• Extracted material:
:::::

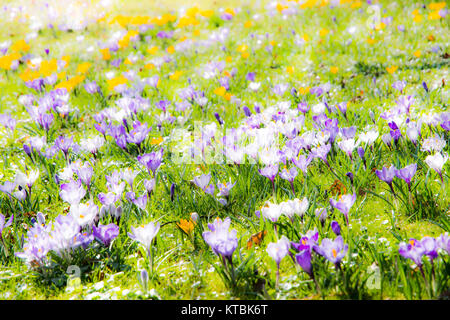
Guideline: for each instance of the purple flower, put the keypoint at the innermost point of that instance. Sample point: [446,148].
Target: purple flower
[307,242]
[399,85]
[302,163]
[278,250]
[407,173]
[412,250]
[85,173]
[344,203]
[304,260]
[387,175]
[91,87]
[430,246]
[152,161]
[303,107]
[144,234]
[333,251]
[336,228]
[106,233]
[72,192]
[222,241]
[289,175]
[4,225]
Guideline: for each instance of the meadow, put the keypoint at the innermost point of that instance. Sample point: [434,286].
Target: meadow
[224,150]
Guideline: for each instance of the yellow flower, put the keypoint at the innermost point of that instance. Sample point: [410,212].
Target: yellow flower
[20,45]
[153,49]
[186,225]
[47,68]
[323,32]
[434,15]
[83,67]
[417,18]
[303,90]
[437,5]
[220,91]
[114,82]
[156,141]
[207,13]
[170,49]
[105,54]
[176,75]
[391,69]
[7,60]
[290,69]
[242,48]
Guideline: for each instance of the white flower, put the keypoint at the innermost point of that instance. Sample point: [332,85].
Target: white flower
[271,211]
[437,161]
[84,213]
[433,144]
[27,179]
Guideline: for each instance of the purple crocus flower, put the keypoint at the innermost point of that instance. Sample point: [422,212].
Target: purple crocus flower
[399,85]
[413,250]
[304,260]
[387,175]
[344,203]
[430,246]
[152,161]
[336,228]
[91,87]
[269,172]
[303,107]
[333,251]
[141,202]
[302,163]
[106,233]
[278,250]
[407,173]
[321,152]
[144,234]
[4,225]
[72,192]
[107,199]
[85,173]
[308,241]
[222,241]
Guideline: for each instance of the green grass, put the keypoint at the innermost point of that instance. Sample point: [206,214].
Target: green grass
[185,267]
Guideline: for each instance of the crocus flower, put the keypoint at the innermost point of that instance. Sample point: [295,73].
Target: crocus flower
[144,234]
[387,175]
[269,172]
[4,225]
[407,173]
[152,161]
[304,260]
[436,162]
[84,213]
[222,241]
[430,246]
[278,250]
[302,163]
[336,228]
[333,251]
[412,250]
[106,233]
[72,192]
[344,203]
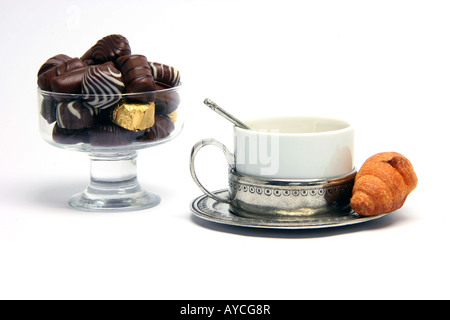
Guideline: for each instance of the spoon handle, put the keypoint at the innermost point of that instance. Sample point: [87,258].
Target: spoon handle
[211,104]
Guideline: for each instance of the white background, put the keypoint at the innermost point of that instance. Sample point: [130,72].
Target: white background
[383,65]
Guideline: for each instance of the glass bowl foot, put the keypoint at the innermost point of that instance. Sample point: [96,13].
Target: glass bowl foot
[114,186]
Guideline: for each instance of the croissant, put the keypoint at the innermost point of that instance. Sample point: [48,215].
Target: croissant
[382,184]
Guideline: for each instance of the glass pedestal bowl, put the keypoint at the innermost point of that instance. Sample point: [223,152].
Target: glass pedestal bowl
[67,121]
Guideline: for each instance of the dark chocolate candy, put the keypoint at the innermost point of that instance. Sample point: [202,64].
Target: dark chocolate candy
[53,62]
[165,74]
[108,48]
[137,75]
[74,115]
[45,79]
[48,109]
[102,85]
[68,136]
[69,82]
[165,102]
[109,135]
[162,128]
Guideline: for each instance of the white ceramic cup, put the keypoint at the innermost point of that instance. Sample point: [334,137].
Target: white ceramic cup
[287,166]
[294,148]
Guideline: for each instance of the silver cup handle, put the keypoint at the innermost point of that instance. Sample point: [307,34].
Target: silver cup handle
[230,159]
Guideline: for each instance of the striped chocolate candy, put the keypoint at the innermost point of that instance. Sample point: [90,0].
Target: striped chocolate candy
[74,115]
[102,85]
[165,74]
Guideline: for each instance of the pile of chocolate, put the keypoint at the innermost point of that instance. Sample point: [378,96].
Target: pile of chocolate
[108,96]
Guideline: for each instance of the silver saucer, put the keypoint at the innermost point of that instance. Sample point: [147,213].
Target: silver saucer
[209,209]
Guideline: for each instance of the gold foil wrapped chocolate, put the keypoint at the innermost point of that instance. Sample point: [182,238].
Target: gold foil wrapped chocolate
[134,116]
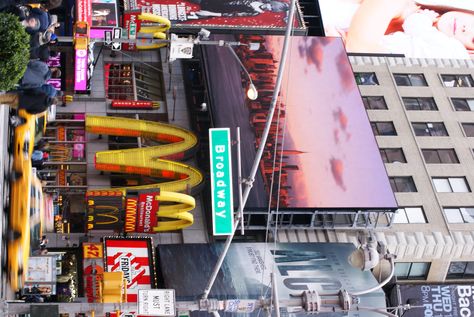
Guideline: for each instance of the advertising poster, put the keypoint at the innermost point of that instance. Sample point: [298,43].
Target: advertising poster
[133,257]
[105,210]
[223,15]
[104,13]
[141,208]
[420,28]
[328,157]
[449,300]
[245,273]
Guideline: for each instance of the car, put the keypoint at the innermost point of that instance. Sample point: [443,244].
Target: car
[22,177]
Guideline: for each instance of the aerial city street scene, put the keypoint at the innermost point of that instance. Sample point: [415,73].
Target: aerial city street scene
[199,158]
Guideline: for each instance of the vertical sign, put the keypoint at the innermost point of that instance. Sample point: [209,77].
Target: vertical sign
[221,182]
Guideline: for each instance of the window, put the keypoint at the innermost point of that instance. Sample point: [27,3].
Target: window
[133,82]
[394,155]
[374,102]
[460,270]
[366,79]
[451,185]
[412,270]
[429,129]
[463,104]
[457,80]
[440,156]
[410,79]
[419,103]
[459,214]
[410,215]
[402,184]
[468,129]
[383,128]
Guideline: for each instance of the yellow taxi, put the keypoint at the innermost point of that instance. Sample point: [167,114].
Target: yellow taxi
[23,177]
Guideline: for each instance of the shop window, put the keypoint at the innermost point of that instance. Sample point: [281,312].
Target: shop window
[451,185]
[420,103]
[366,79]
[374,102]
[468,129]
[410,79]
[463,104]
[457,80]
[412,270]
[459,214]
[429,129]
[383,128]
[460,270]
[402,184]
[393,155]
[133,82]
[440,156]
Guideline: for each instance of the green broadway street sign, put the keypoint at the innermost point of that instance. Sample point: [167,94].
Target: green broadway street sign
[221,182]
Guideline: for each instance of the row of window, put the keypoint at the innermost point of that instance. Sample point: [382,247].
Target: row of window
[431,156]
[417,80]
[387,128]
[418,103]
[405,184]
[417,215]
[419,270]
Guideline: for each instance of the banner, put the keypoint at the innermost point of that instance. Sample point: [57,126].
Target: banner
[133,257]
[245,273]
[451,300]
[223,16]
[104,210]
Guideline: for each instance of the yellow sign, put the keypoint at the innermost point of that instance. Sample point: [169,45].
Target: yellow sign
[92,250]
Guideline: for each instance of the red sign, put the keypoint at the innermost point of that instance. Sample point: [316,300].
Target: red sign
[141,210]
[222,14]
[133,257]
[83,11]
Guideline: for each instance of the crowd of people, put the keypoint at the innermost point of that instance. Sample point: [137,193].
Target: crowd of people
[33,92]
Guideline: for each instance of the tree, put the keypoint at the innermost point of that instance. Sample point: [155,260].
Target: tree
[14,50]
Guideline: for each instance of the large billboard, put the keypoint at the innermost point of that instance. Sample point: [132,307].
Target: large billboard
[133,257]
[440,300]
[421,28]
[222,15]
[245,273]
[327,155]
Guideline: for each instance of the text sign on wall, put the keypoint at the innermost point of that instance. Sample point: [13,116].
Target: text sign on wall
[221,181]
[156,302]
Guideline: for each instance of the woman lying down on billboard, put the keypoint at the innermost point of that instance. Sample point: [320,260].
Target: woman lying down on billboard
[415,28]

:::::

Would you repeat the listing above exactly, minus the images?

• Written answer:
Guideline: for each instance of the purple flower, put the keypoint at the innermost point of that instance. Sample point: [446,148].
Target: purple flower
[307,242]
[399,85]
[302,163]
[278,250]
[407,173]
[412,250]
[85,173]
[344,203]
[304,260]
[387,175]
[91,87]
[430,246]
[152,161]
[303,107]
[144,234]
[333,251]
[336,228]
[106,233]
[72,192]
[222,241]
[289,175]
[4,225]
Guideline: for each instance of the meadow, put the keypoint at the innermost point of that instance. Sample point: [434,286].
Target: meadow
[224,150]
Guideline: for each instance of the yellow flower, put the keypoint at the innermost point of that instance. Sample point: [410,212].
Target: yellow flower
[20,45]
[153,49]
[186,225]
[47,68]
[323,32]
[434,15]
[83,67]
[417,18]
[303,90]
[437,5]
[220,91]
[114,82]
[156,141]
[207,13]
[170,49]
[105,54]
[176,75]
[391,69]
[7,60]
[290,69]
[242,48]
Guideline: for each instance of the white flower, put the keypoint at the innermost point of that instance. Sample point: [332,85].
Target: white flower
[271,211]
[437,161]
[84,213]
[433,144]
[27,179]
Guideline: for each instance of the purple crocus flower, put the keypoint at the innermost point of that instance. Sample point: [422,212].
Target: purple crocus flower
[399,85]
[413,250]
[304,260]
[387,175]
[344,203]
[430,246]
[152,161]
[336,228]
[91,87]
[269,172]
[303,107]
[333,251]
[141,202]
[302,163]
[106,233]
[278,250]
[407,173]
[321,152]
[144,234]
[4,225]
[72,192]
[107,199]
[85,173]
[308,241]
[222,241]
Guideline: for each instance of the green grass, put the keypoint at the innermost point of that instance. Sample point: [206,214].
Target: green grass
[185,267]
Guideline: for each instance of the crocus flower, put the keypoint at the innermost point of that instance. Sample point: [295,73].
Target: crocus flower
[144,234]
[387,175]
[269,172]
[4,225]
[407,173]
[152,161]
[304,260]
[436,162]
[84,213]
[222,241]
[430,246]
[278,250]
[302,163]
[336,228]
[333,251]
[412,250]
[106,233]
[72,192]
[344,203]
Guideline: for each instance of the spoon handle, put the keypoint at the innermost point of that instance. Sample point: [87,258].
Target: spoon handle
[211,104]
Guideline: for each instance of the white background, put the keypoint at the innermost point of that instance. Sample point: [130,72].
Target: white background
[383,65]
Guideline: for each instance of the glass bowl foot, put the keypoint at the innermost point of that instance. Sample point: [96,13].
Target: glass bowl foot
[114,186]
Guideline: for each instance of the croissant, put the keypoint at the innermost point of that instance. Sample point: [48,215].
Target: croissant
[382,184]
Guideline: for each instance of the glass pedestal bowl, put the keypoint at the innermost point of that instance. Sample point: [223,152].
Target: glass pedestal bowl
[67,121]
Guideline: for each instance of the dark chocolate candy, put the keypoint at the innermost point of that instance. Sample point: [202,64].
Target: dark chocolate candy
[53,62]
[165,74]
[108,48]
[137,75]
[74,115]
[45,79]
[48,109]
[102,85]
[68,136]
[69,82]
[165,102]
[109,135]
[162,128]
Guideline: for each instance of the white ceramic cup, put the keypoint at the innermost point of that instance. Sample point: [334,137].
Target: white ceramic cup
[287,166]
[294,148]
Guideline: for each instance of the silver cup handle, put the keypoint at the innermost point of that instance. Sample point: [307,34].
Target: silver cup handle
[230,159]
Guideline: for each instance of the striped chocolate candy, put the keypoint at the innermost point of that instance. Sample point: [90,0].
Target: striped chocolate candy
[74,115]
[102,85]
[165,74]
Guideline: for each instance of the pile of chocolate, put the keypoint at the innermost point of that instance. Sample point: [378,96].
Target: pile of chocolate
[108,96]
Guideline: for each instance of the silver saucer, put the keypoint at the innermost point of that instance. Sample point: [147,213].
Target: silver saucer
[209,209]
Guideline: for each instance of the gold foil wrapped chocolate, put the keypoint at the innermost point of that instance. Sample point: [182,238].
Target: gold foil wrapped chocolate
[134,116]
Guideline: for each instance of the advertising poster, put the keypoint at the innermost point of that instance. Sample point: [298,43].
Target: advertising poster
[133,257]
[105,210]
[223,15]
[104,13]
[141,208]
[420,28]
[328,157]
[449,300]
[245,273]
Guideline: for each instance of the car, put the keypoint at the innermost point of that instance. Sample point: [443,244].
Target: car
[22,177]
Guideline: for each instance of the aerial city street scene, put the keypoint at the innermost point of that instance. Sample point: [415,73].
Target: aerial city street scene
[199,158]
Guideline: for each instance of the vertical sign, put the keypoint at the innermost point of that instance. Sample point: [209,77].
Target: vertical sign
[221,182]
Guideline: for each instance of the window, put the keypoint at the innermost point of that instance. Sample point: [27,3].
Target: window
[133,82]
[394,155]
[374,102]
[460,270]
[366,79]
[451,185]
[412,270]
[429,129]
[463,104]
[457,80]
[440,156]
[410,79]
[419,103]
[459,214]
[410,215]
[402,184]
[468,129]
[383,128]
Guideline: for each instance of the yellow taxi, put the keypoint at the innermost point of that instance. Sample point: [167,114].
Target: yellow taxi
[23,177]
Guideline: for each instance of the shop window, put the keypoint at the innermost point of that instance. Sample point: [281,312].
Target: shop window
[451,185]
[420,103]
[366,79]
[374,102]
[468,129]
[410,79]
[463,104]
[457,80]
[412,270]
[459,214]
[429,129]
[383,128]
[460,270]
[402,184]
[393,155]
[133,82]
[440,156]
Guideline: for each instance of the green broadway street sign, put the keypoint at the innermost point of that instance. Sample point: [167,94].
Target: green broadway street sign
[221,182]
Guideline: for each instance of the row of window, put the keypoint at the innermost point of that instance. Sample point: [382,247].
Target: row of window
[431,156]
[417,80]
[387,128]
[418,103]
[405,184]
[417,215]
[419,270]
Guideline: for each instance of the banner, put the keypoint at the innermost point of that instance. Sample point: [57,126].
Target: banner
[133,257]
[245,273]
[451,300]
[223,16]
[104,210]
Guideline: for each instance of the yellow sign, put the keypoint at the innermost point of that instance. Sample point: [169,45].
Target: yellow sign
[92,250]
Guideline: for each instance of the red sign, put the keypoint at the innermost point of that instance. Sample point: [316,300].
Target: red sign
[141,210]
[222,14]
[133,257]
[83,11]
Guideline: for each instance of the crowd of people, put the keypoint at the innermost point of that instance. Sample point: [137,193].
Target: crowd of people
[33,92]
Guideline: for each instance of the tree, put the keypoint at the innermost point of that instance. Sample point: [155,260].
Target: tree
[14,50]
Guideline: for each instance of the large billboard, put the keypoint at the innermost point of that instance. Sample point: [132,307].
Target: large billboard
[133,257]
[440,300]
[421,28]
[222,15]
[245,273]
[327,155]
Guideline: for each instance of the text sign on wall, put the keypoint at the innermost point of that instance. Sample point: [13,116].
Target: text sign on wall
[221,181]
[156,302]
Guideline: for each instance of the woman lying down on billboard, put the keypoint at the innermost point of that instance. Sample point: [320,260].
Target: woman lying down on billboard
[415,28]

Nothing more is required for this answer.